• **What is being asked**:
Reproduce the passage below on two German translations of a Seneca sentence word for word, from start to finish.

• **Text block**:
Here is D. J. W. Olshausen's German translation, 1811:

Einstweilen hast Du viele, deren Schriften man wohl nur nicht in gehöriger Ordung lieset.
In the mean time, you have many, whose writings, I think, people are just not reading in the right order.

Then A. Pauly (that Pauly!) in his 1833 German translation writes:

Inzwischen hast Du ja Viele, deren Schriften man wohl, nur nicht in gehöriger Ordnung liest.
In the mean time, you have many, whose writings are read well enough, but not in the right order.

… and adds a footnote:

So Olshausen. Der Sinn der Worte: Interim multos habes, quorum scripta nescio an satis ordinent, ist mir zweifelhaft. Gebrauchte vielleicht Seneca nescio an gegen den Gebrauch der Späteren affirmativ, und wollte sagen: – „deren Schriften den Geist vielleicht schon genugsam zu ordnen vermögen“ –?
According to Olshausen. The meaning of the words: Interim multos habes, quorum scripta nescio an satis ordinent, is dubious to me. Did Seneca perhaps use nescio an affirmatively, contrary to the usage of later writers, and wanted to say: – “whose writings are perhaps able to put the mind in proper order” –?

• **Supplied data**:
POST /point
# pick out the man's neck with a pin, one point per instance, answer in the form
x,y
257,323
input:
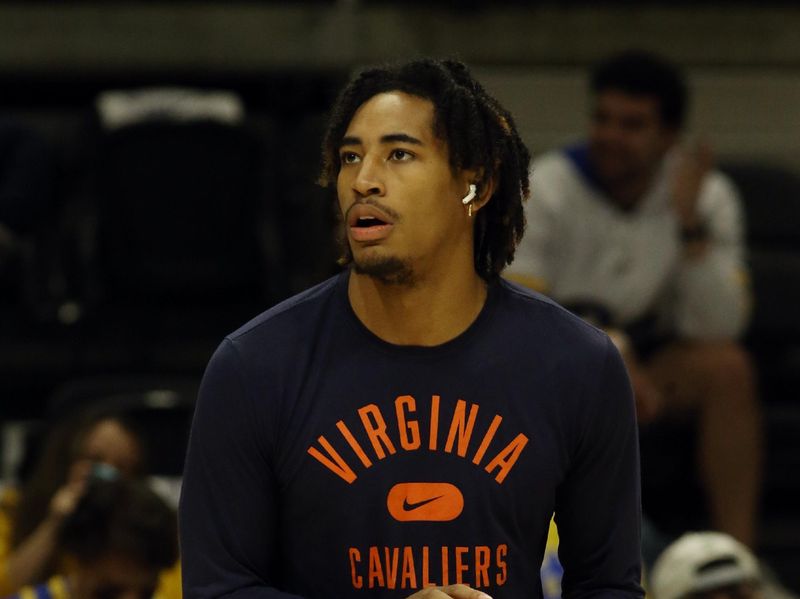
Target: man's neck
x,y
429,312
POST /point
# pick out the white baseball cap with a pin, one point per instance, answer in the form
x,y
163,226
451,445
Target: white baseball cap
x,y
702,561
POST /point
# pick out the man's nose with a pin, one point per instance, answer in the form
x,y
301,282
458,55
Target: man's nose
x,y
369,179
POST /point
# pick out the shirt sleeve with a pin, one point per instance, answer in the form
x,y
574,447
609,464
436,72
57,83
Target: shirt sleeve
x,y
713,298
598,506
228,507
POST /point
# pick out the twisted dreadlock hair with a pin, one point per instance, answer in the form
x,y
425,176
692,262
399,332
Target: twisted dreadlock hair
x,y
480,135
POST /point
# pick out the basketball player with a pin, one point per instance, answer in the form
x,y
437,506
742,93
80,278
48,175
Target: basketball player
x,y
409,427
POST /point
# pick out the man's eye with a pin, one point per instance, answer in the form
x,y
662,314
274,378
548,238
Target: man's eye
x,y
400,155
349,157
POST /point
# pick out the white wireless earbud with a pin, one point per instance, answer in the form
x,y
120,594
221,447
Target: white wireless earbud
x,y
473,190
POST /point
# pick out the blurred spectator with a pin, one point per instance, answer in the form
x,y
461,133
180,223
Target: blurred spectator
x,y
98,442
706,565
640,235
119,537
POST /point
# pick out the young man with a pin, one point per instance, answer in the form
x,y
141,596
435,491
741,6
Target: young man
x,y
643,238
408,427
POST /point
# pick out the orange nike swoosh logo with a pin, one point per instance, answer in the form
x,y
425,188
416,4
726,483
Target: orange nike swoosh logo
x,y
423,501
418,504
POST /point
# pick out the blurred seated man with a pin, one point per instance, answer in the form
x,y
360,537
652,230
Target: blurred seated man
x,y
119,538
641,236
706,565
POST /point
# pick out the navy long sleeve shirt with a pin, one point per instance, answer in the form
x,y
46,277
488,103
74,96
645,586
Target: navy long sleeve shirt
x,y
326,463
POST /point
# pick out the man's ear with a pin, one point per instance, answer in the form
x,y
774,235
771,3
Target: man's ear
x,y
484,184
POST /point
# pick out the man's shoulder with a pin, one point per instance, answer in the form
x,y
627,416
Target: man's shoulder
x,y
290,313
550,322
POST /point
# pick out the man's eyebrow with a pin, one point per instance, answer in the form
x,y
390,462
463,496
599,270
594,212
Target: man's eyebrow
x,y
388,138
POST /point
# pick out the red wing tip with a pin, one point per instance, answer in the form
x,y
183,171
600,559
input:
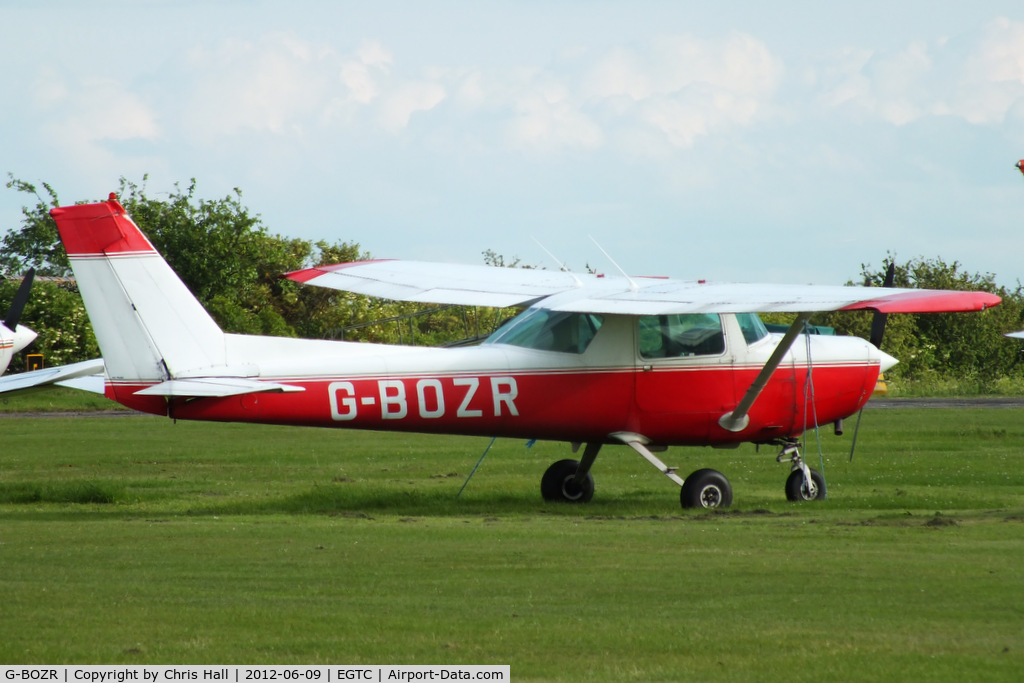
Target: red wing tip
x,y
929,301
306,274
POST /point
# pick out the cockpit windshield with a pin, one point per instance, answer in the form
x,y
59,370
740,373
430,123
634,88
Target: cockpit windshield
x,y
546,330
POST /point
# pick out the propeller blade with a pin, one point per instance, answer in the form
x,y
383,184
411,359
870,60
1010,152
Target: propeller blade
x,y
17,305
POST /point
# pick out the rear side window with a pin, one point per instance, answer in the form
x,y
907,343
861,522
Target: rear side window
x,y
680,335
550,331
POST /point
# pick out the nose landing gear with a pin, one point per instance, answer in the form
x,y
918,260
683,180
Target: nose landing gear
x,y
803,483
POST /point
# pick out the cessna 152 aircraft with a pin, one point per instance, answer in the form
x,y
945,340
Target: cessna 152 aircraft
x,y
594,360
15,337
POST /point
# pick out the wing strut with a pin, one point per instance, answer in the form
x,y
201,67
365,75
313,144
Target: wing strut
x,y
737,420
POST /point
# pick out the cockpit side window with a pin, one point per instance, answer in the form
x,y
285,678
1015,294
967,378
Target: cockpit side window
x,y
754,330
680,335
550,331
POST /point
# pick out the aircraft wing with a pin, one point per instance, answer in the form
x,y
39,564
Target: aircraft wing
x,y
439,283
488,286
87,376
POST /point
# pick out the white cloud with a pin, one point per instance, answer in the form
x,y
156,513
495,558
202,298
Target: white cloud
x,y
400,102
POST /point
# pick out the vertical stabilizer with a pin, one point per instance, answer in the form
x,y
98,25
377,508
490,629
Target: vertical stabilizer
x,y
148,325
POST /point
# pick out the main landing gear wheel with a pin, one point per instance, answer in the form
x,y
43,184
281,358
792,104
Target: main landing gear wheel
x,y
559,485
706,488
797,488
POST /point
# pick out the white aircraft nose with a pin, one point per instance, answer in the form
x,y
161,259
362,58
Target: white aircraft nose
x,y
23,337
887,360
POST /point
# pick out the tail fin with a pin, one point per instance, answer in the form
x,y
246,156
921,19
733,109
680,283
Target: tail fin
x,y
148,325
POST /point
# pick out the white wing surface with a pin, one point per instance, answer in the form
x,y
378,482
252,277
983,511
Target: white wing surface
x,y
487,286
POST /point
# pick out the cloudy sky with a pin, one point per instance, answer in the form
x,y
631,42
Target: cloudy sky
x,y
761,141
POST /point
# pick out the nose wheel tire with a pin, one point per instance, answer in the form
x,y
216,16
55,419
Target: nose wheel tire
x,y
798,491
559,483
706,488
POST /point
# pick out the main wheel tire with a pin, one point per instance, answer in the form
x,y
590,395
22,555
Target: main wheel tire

--

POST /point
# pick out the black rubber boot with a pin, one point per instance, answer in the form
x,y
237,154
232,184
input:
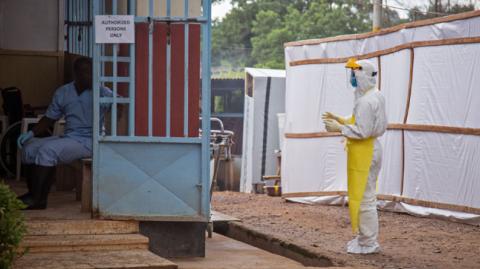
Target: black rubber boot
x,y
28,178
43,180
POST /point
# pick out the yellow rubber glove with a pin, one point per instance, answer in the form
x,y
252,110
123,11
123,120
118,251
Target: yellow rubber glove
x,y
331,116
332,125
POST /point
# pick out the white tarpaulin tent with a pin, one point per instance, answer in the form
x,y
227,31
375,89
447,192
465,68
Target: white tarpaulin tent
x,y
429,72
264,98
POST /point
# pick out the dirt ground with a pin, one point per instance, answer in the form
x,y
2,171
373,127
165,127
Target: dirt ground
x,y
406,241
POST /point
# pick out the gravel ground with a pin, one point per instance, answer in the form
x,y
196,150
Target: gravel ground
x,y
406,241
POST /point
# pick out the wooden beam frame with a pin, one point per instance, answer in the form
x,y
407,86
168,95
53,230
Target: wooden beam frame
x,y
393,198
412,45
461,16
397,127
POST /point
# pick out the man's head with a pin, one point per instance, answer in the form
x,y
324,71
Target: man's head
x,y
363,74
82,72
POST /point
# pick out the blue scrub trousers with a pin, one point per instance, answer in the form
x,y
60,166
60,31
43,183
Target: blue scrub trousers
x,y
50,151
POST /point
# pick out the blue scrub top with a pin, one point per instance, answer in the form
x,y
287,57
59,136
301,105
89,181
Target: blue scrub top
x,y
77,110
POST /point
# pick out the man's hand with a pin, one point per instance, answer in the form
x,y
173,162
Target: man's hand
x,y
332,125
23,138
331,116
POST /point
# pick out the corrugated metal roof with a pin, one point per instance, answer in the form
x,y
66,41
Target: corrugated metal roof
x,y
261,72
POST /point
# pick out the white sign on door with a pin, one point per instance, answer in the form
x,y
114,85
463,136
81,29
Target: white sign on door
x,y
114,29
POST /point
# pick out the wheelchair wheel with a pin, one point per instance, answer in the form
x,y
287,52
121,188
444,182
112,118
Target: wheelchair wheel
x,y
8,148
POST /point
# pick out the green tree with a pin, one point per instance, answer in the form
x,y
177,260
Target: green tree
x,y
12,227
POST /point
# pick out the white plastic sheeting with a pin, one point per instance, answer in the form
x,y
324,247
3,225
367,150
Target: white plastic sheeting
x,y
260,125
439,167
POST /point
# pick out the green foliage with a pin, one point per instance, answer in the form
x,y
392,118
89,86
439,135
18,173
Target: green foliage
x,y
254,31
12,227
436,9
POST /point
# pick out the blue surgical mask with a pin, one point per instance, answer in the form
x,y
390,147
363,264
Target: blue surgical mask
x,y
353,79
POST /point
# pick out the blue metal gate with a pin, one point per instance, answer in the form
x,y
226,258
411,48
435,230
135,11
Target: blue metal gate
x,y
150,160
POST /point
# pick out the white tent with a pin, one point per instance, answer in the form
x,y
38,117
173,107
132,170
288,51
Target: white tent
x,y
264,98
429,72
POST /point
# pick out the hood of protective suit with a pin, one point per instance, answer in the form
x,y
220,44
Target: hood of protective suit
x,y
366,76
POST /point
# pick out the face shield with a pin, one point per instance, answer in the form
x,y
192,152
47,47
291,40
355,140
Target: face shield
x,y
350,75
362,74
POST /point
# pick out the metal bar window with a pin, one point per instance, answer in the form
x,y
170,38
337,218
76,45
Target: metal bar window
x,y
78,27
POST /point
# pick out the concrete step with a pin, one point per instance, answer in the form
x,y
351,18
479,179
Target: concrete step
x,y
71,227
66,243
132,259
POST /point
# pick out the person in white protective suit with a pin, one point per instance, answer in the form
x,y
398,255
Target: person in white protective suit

• **Completed exercise**:
Here is D. J. W. Olshausen's German translation, 1811:

Einstweilen hast Du viele, deren Schriften man wohl nur nicht in gehöriger Ordung lieset.
In the mean time, you have many, whose writings, I think, people are just not reading in the right order.

Then A. Pauly (that Pauly!) in his 1833 German translation writes:

Inzwischen hast Du ja Viele, deren Schriften man wohl, nur nicht in gehöriger Ordnung liest.
In the mean time, you have many, whose writings are read well enough, but not in the right order.

… and adds a footnote:

So Olshausen. Der Sinn der Worte: Interim multos habes, quorum scripta nescio an satis ordinent, ist mir zweifelhaft. Gebrauchte vielleicht Seneca nescio an gegen den Gebrauch der Späteren affirmativ, und wollte sagen: – „deren Schriften den Geist vielleicht schon genugsam zu ordnen vermögen“ –?
According to Olshausen. The meaning of the words: Interim multos habes, quorum scripta nescio an satis ordinent, is dubious to me. Did Seneca perhaps use nescio an affirmatively, contrary to the usage of later writers, and wanted to say: – “whose writings are perhaps able to put the mind in proper order” –?